# [Extract provided]
— START —

THOUGHTS ON STORYTELLING AND BELIEF

paper 1-57131-232-3 Kittredge (Who Owns the West?, 1995, etc.) explores what makes his pen flow in this third contribution to Milkweed’s Credo series. In picking up the series theme—how the dance of the human community with the natural world has influenced writers—Kittredge details the ways his essays, memoirs, and meditations on the American West have been shaped by his youth in Oregon’s Warner Valley, where strawberries ripened in the dark peat soil of his family’s ranch, meadows sported wild hay, and lilacs bloomed under a sky racing with clouds. For Kittredge, the valley was sanctuary, paradise, an embrace of place he still yearns for: “To be welcome in the world as I think I was when I was a child. . . . I wanted the world to be that good. Still do.” Kittredge ruined his land as a young farmer—turned his soil saline from over-irrigation, poisoned it with pesticides, eradicated the coyotes and badgers in even nastier ways—but stopped upon realizing he was killing one of the “small settlements, many rough-edged and isolated, held together by hard-handed self-respect, and not much money.” Both his life and writing came to reflect his sense that “exploration and rethinking were the point of things.” And this is clear from his books, which, while whiskery and often sentimental, are earnest, attentive, and ruminative. For Kittredge, our stories—from cultural hallmarks to everyday utterances—bespeak our system of values, and our conduct toward the land is the measure of our decency: “We all know a lot of stories and we’re in trouble when we don’t know which one is ours. Or when the one we inhabit doesn’t work anymore.” Kittredge’s hope is to add his voice to a coherent myth our society can inhabit. His writings embody his sincerity.

— END —

# [Data for the task]
— START —

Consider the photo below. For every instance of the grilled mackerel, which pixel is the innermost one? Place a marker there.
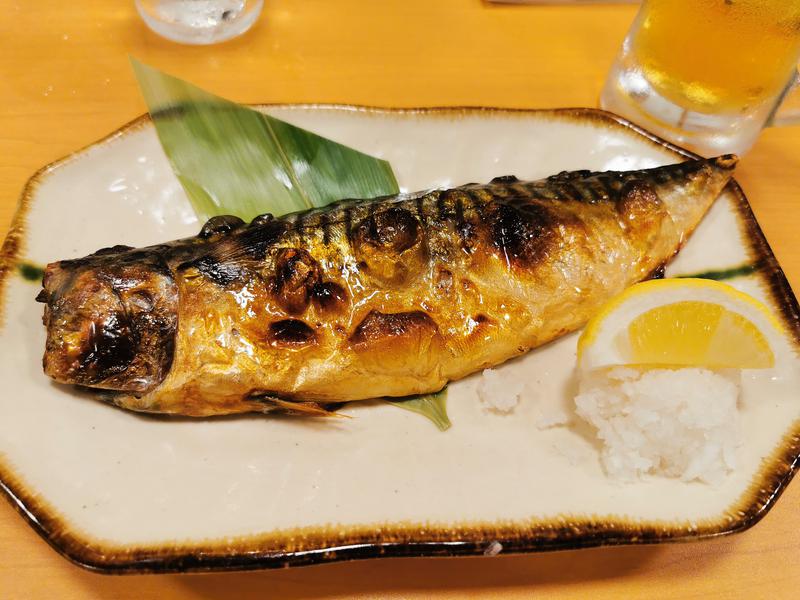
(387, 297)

— END —
— START —

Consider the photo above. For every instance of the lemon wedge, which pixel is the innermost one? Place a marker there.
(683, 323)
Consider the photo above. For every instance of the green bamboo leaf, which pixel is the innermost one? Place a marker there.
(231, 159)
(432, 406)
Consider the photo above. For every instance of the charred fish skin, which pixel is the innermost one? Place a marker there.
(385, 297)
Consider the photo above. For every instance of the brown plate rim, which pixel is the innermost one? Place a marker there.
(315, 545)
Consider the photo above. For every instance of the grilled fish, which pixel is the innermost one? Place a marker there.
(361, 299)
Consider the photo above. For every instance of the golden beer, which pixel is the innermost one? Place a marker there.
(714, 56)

— END —

# [Set task 1]
Quote the book review in full, word for word.
# [Set task 2]
Pull out every line of the rows that contains the word "grilled", copying each such line unchanged.
The book review and the rows have no connection to each other.

# [Full output 1]
THOUGHTS ON STORYTELLING AND BELIEF

paper 1-57131-232-3 Kittredge (Who Owns the West?, 1995, etc.) explores what makes his pen flow in this third contribution to Milkweed’s Credo series. In picking up the series theme—how the dance of the human community with the natural world has influenced writers—Kittredge details the ways his essays, memoirs, and meditations on the American West have been shaped by his youth in Oregon’s Warner Valley, where strawberries ripened in the dark peat soil of his family’s ranch, meadows sported wild hay, and lilacs bloomed under a sky racing with clouds. For Kittredge, the valley was sanctuary, paradise, an embrace of place he still yearns for: “To be welcome in the world as I think I was when I was a child. . . . I wanted the world to be that good. Still do.” Kittredge ruined his land as a young farmer—turned his soil saline from over-irrigation, poisoned it with pesticides, eradicated the coyotes and badgers in even nastier ways—but stopped upon realizing he was killing one of the “small settlements, many rough-edged and isolated, held together by hard-handed self-respect, and not much money.” Both his life and writing came to reflect his sense that “exploration and rethinking were the point of things.” And this is clear from his books, which, while whiskery and often sentimental, are earnest, attentive, and ruminative. For Kittredge, our stories—from cultural hallmarks to everyday utterances—bespeak our system of values, and our conduct toward the land is the measure of our decency: “We all know a lot of stories and we’re in trouble when we don’t know which one is ours. Or when the one we inhabit doesn’t work anymore.” Kittredge’s hope is to add his voice to a coherent myth our society can inhabit. His writings embody his sincerity.

# [Full output 2]
Consider the photo below. For every instance of the grilled mackerel, which pixel is the innermost one? Place a marker there.
Consider the photo above. For every instance of the grilled fish, which pixel is the innermost one? Place a marker there.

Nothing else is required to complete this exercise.